> **The request**: Please reproduce every one of the entries below line for line, with no changes. Leave the pictures out of your answer.

> **Records provided**:
------------

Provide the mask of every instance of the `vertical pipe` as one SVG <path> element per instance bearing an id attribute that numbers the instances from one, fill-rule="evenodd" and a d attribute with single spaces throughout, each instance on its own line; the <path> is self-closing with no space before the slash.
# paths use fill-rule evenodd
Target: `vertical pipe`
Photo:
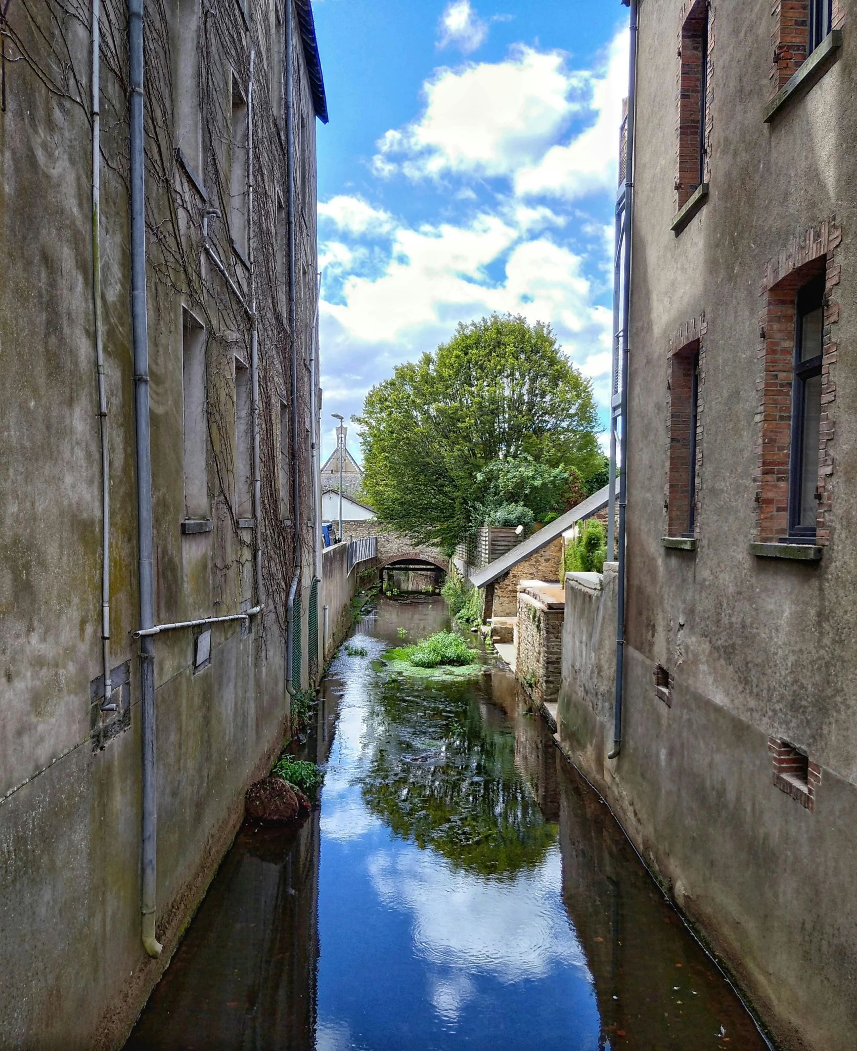
<path id="1" fill-rule="evenodd" d="M 294 601 L 300 579 L 300 502 L 297 478 L 297 311 L 295 309 L 295 222 L 294 222 L 294 0 L 286 0 L 286 171 L 287 210 L 289 226 L 289 337 L 292 344 L 291 401 L 292 401 L 292 530 L 294 532 L 294 574 L 289 586 L 288 626 L 286 630 L 286 688 L 294 693 Z M 298 617 L 300 606 L 298 603 Z M 298 676 L 300 669 L 298 668 Z"/>
<path id="2" fill-rule="evenodd" d="M 140 626 L 154 626 L 152 582 L 151 448 L 149 439 L 149 349 L 146 316 L 146 199 L 143 141 L 143 0 L 128 0 L 131 168 L 131 329 L 137 423 L 137 515 Z M 163 946 L 154 934 L 158 789 L 154 763 L 154 640 L 140 640 L 140 708 L 143 737 L 143 830 L 141 910 L 143 945 L 150 956 Z"/>
<path id="3" fill-rule="evenodd" d="M 626 140 L 627 141 L 627 140 Z M 610 473 L 607 491 L 607 557 L 610 561 L 615 557 L 615 480 L 616 480 L 616 435 L 615 435 L 615 396 L 619 393 L 619 318 L 622 304 L 620 286 L 622 267 L 622 223 L 625 207 L 624 192 L 616 202 L 615 231 L 613 234 L 613 343 L 612 362 L 610 365 Z"/>
<path id="4" fill-rule="evenodd" d="M 101 432 L 101 656 L 104 664 L 102 712 L 116 712 L 110 700 L 110 460 L 107 449 L 107 395 L 101 315 L 101 27 L 99 2 L 92 0 L 92 307 Z"/>
<path id="5" fill-rule="evenodd" d="M 628 326 L 631 312 L 631 230 L 633 220 L 633 145 L 636 120 L 636 7 L 631 0 L 630 58 L 628 62 L 628 135 L 625 159 L 625 257 L 622 267 L 622 435 L 619 462 L 619 595 L 616 602 L 615 696 L 613 699 L 613 748 L 607 756 L 615 759 L 622 750 L 622 695 L 625 673 L 625 507 L 628 465 Z"/>
<path id="6" fill-rule="evenodd" d="M 253 519 L 256 544 L 253 559 L 256 578 L 256 602 L 263 602 L 262 589 L 262 478 L 259 472 L 258 436 L 258 318 L 256 316 L 256 272 L 253 263 L 253 62 L 255 51 L 250 51 L 250 78 L 247 85 L 247 255 L 250 263 L 250 312 L 252 331 L 250 335 L 250 397 L 252 399 L 253 428 Z"/>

------------

> **The reply**:
Provide the mask of every instance of the `vertical pipe` as one SVG <path> element per instance bearing an id attribute that numbers the instances from one, fill-rule="evenodd" and a d attribute with single spaces throughout, each instance on its own line; the <path> is self-closing with no space before the slash.
# paths use fill-rule evenodd
Target: `vertical pipe`
Photo:
<path id="1" fill-rule="evenodd" d="M 294 601 L 300 579 L 300 502 L 297 478 L 297 311 L 295 309 L 295 222 L 294 222 L 294 0 L 286 0 L 286 171 L 287 210 L 289 226 L 289 337 L 292 344 L 291 401 L 292 401 L 292 530 L 294 532 L 294 574 L 289 586 L 288 626 L 286 630 L 286 688 L 294 693 Z M 298 617 L 300 606 L 298 603 Z M 298 676 L 300 669 L 298 668 Z"/>
<path id="2" fill-rule="evenodd" d="M 140 626 L 154 626 L 152 582 L 151 448 L 149 439 L 149 349 L 146 316 L 146 199 L 143 141 L 143 0 L 128 0 L 131 168 L 131 329 L 137 423 L 137 515 Z M 163 946 L 154 934 L 158 789 L 154 763 L 154 640 L 140 640 L 140 708 L 143 737 L 143 830 L 141 910 L 143 945 L 150 956 Z"/>
<path id="3" fill-rule="evenodd" d="M 626 140 L 627 141 L 627 140 Z M 610 473 L 607 491 L 607 557 L 610 561 L 615 557 L 615 480 L 616 480 L 616 435 L 615 435 L 615 396 L 619 393 L 619 318 L 622 304 L 620 286 L 622 267 L 622 223 L 625 207 L 624 192 L 616 202 L 615 231 L 613 234 L 613 343 L 612 362 L 610 365 Z"/>
<path id="4" fill-rule="evenodd" d="M 101 432 L 101 656 L 104 664 L 102 712 L 116 712 L 110 700 L 110 460 L 107 449 L 107 395 L 101 315 L 101 27 L 99 2 L 92 0 L 92 307 Z"/>
<path id="5" fill-rule="evenodd" d="M 628 326 L 631 312 L 631 230 L 633 220 L 633 145 L 636 120 L 636 7 L 631 0 L 630 58 L 628 62 L 628 135 L 625 159 L 625 257 L 622 267 L 622 435 L 619 462 L 619 595 L 616 602 L 615 696 L 613 699 L 613 748 L 607 756 L 615 759 L 622 750 L 622 695 L 625 673 L 625 507 L 628 465 Z"/>
<path id="6" fill-rule="evenodd" d="M 253 519 L 256 544 L 253 559 L 256 578 L 256 602 L 263 602 L 262 589 L 262 478 L 259 472 L 258 436 L 258 318 L 256 316 L 256 272 L 253 263 L 253 62 L 255 51 L 250 51 L 250 78 L 247 85 L 247 255 L 250 263 L 250 312 L 252 331 L 250 335 L 250 397 L 252 399 L 253 428 Z"/>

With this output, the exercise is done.